─── DOCUMENT TEXT ───
# Function Transformations Revisited (I)

#### (A new question of the week)

Transformations of functions, which we covered in January 2019 with a series of posts, is a frequent topic, which can be explained in a number of different ways. A recent discussion brought out some approaches that nicely supplement what we have said before. Here, the focus will be on examples and alternate approaches; next week, the underlying reasons.

## How do you determine the order?

The question came from Mario in early September, working through how to determine the appropriate transformations to graph a given function:

What order do we apply function transformations?

By transformations, I mean stuff like horizontal/vertical stretching/shrinking and translations.

I’ve been thinking about the order in which to apply the transformations to a graph when transforming its parent graph. Specifically. I am given the graph on an xy-plane, and I am given the new function. I have to then manipulate the parent function to get the graph of the new function.
─── EXERCISE DATA ───
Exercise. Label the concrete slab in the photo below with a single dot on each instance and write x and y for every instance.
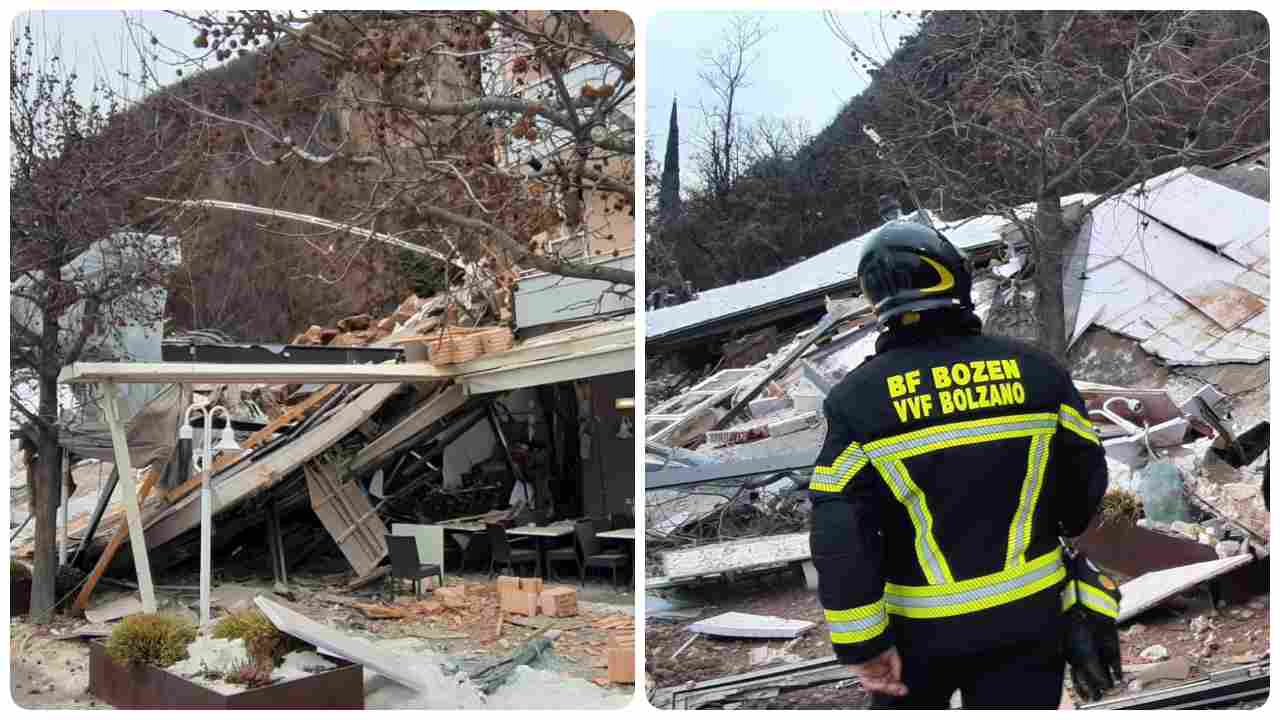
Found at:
(114, 610)
(356, 650)
(1148, 591)
(744, 625)
(735, 555)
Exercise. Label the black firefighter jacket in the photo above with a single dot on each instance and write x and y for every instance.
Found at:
(952, 464)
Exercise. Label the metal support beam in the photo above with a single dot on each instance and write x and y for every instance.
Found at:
(275, 543)
(104, 499)
(137, 540)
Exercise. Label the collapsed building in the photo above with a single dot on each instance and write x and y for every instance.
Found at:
(1168, 299)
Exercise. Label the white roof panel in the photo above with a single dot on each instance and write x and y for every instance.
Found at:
(826, 269)
(1202, 209)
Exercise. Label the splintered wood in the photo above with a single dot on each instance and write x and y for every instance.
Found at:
(736, 555)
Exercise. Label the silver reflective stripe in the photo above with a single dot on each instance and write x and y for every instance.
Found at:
(848, 464)
(1070, 420)
(1069, 595)
(1098, 601)
(977, 593)
(859, 625)
(1027, 506)
(960, 433)
(914, 502)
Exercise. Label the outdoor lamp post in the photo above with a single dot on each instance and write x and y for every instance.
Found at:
(206, 504)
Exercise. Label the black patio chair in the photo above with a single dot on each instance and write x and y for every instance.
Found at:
(502, 554)
(592, 555)
(406, 564)
(568, 554)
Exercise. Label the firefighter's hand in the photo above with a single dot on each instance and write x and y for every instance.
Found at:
(1091, 659)
(882, 674)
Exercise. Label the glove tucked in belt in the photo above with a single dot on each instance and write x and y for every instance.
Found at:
(1091, 601)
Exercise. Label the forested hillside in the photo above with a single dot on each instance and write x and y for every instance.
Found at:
(785, 209)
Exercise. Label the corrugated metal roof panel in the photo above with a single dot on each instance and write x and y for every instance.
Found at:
(1164, 254)
(1206, 210)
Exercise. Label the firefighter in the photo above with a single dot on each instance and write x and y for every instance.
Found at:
(952, 465)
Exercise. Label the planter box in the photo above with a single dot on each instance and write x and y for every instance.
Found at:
(19, 596)
(144, 687)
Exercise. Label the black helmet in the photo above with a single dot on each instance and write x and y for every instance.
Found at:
(909, 267)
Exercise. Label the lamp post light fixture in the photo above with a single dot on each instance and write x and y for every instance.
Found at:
(206, 504)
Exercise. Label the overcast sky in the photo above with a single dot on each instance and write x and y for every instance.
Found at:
(804, 69)
(95, 44)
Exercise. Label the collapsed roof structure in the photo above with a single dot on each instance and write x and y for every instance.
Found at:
(1168, 308)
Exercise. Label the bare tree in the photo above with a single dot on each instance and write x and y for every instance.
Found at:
(720, 155)
(1006, 109)
(82, 251)
(490, 141)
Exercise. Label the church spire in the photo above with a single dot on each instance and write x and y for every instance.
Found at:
(668, 194)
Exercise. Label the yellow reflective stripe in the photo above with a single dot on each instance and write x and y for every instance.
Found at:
(954, 434)
(976, 593)
(835, 477)
(1069, 596)
(858, 624)
(1020, 529)
(1098, 601)
(927, 551)
(1072, 420)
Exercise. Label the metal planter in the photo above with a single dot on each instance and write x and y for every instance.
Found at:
(136, 686)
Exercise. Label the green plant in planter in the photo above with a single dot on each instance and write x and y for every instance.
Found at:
(151, 637)
(250, 674)
(266, 646)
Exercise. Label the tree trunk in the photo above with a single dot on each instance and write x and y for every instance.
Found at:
(1054, 236)
(45, 492)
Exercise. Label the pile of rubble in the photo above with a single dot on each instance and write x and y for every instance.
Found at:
(364, 329)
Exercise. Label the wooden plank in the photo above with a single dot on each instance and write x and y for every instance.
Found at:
(389, 664)
(1147, 591)
(254, 441)
(585, 338)
(836, 314)
(247, 478)
(620, 358)
(746, 625)
(444, 402)
(122, 533)
(240, 373)
(735, 555)
(347, 515)
(723, 390)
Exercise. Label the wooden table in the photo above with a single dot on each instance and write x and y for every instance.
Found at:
(540, 536)
(626, 534)
(465, 527)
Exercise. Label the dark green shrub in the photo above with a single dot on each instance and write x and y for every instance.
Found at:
(264, 642)
(154, 638)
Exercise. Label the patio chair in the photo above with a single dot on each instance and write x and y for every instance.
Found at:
(502, 554)
(592, 555)
(568, 554)
(405, 563)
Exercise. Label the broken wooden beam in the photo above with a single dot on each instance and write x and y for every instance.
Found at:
(782, 678)
(735, 555)
(434, 409)
(745, 625)
(122, 533)
(252, 442)
(837, 311)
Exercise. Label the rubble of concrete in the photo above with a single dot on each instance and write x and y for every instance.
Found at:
(1174, 379)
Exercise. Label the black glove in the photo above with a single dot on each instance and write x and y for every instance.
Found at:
(1092, 645)
(1093, 652)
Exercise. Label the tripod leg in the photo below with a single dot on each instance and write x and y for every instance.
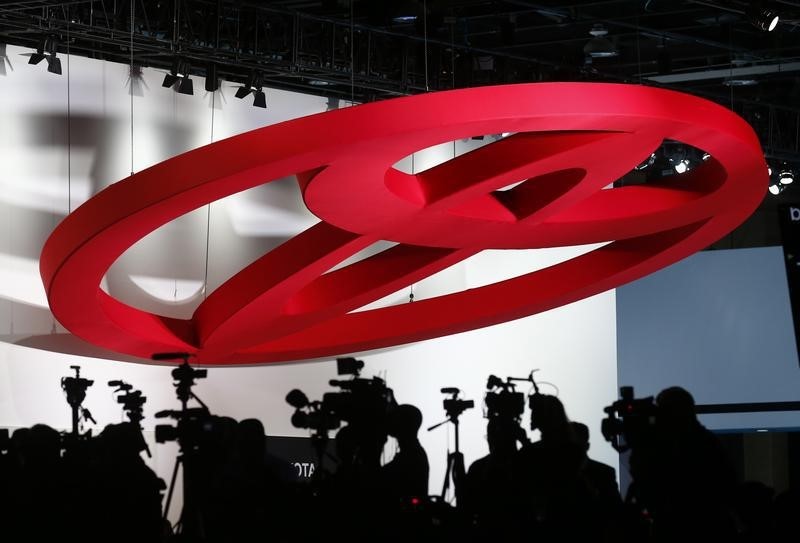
───
▶ **BRIEF A**
In the records, copy out the lines from the one containing "Exercise. Label the collapsed building" through the one containing "(1091, 601)", swapping "Found at" for "Located at" and keeping everything else the same.
▶ **BRIEF B**
Write what comes next in the text on function transformations, picking up after its last sentence.
The text and the records have nothing to do with each other.

▶ **RESPONSE A**
Exercise. Label the collapsed building in the photo above with a single dot on each instance and write x and y for every instance.
Located at:
(1168, 299)
Exercise. Label the white roof panel in the photo above with a single dot on each instance and write x and y for every instance.
Located at:
(826, 269)
(1202, 209)
Exercise. Label the splintered wood in the photo above with a single dot on each instance and write x and y for every instance.
Located at:
(736, 555)
Exercise. Label the silver reflective stripe in the photo above with a single dot on each instance and write x and y for every instance.
Located at:
(848, 464)
(1070, 420)
(1069, 595)
(1098, 601)
(977, 593)
(859, 625)
(1027, 506)
(960, 433)
(914, 502)
Exercise. Label the outdoor lamp post in the photo above with a single dot on each instance and write x and y for every instance.
Located at:
(206, 504)
Exercise. Label the black patio chair in the photo above with a single dot on each instance and write x and y for every instance.
Located at:
(502, 554)
(592, 555)
(406, 564)
(568, 554)
Exercise. Label the firefighter's hand in the photo above with a single dot on each instance and write x and y for every instance.
Located at:
(1091, 659)
(882, 674)
Exercise. Label the glove tucked in belt in the photo above with a single dot on each instance and write x and y for every instance.
Located at:
(1091, 601)

▶ **RESPONSE B**
A. Say I have f(x) = (x+1)2 + 3.

The parent function is p(x) = x2, so I start with a graph of that. When it comes to how I would apply the transformations, I think about how I would do the operation if I were to plug in an x in the transformed function, via the order of operations. First, I would add 1, which corresponds to a horizontal shift one unit to the left because it’s inside the parenthesis. After squaring, I would add 3 which corresponds to a shift 3 units up. Apply that to the whole graph, and I have my transformed function.

B. Now, let’s do the same thing to g(x) = √(-(x – 1)).

The parent function is h(x) = √(x). If I were to plug in an x, I would first subtract a 1, that corresponds to a shift 1 unit to the right. Then, I would multiply that result by a negative. Since that negative is inside the radical, it results in a reflection about the y-axis. If I do it that way, I get the wrong answer. To get the right answer, I would have to apply the reflection first and then shift 1 unit to the right even though the part that causes the shift is inside the parenthesis. So my rule of applying transformations like the order of operations falls apart.

From here it occurred to me that I should apply reflections first. Reason being that because I shifted to the right one and then reflected across the y-axis, I was actually reflecting not the x values, but the x – 1 values. A reflection across the y-axis applies a negative value to the x values only.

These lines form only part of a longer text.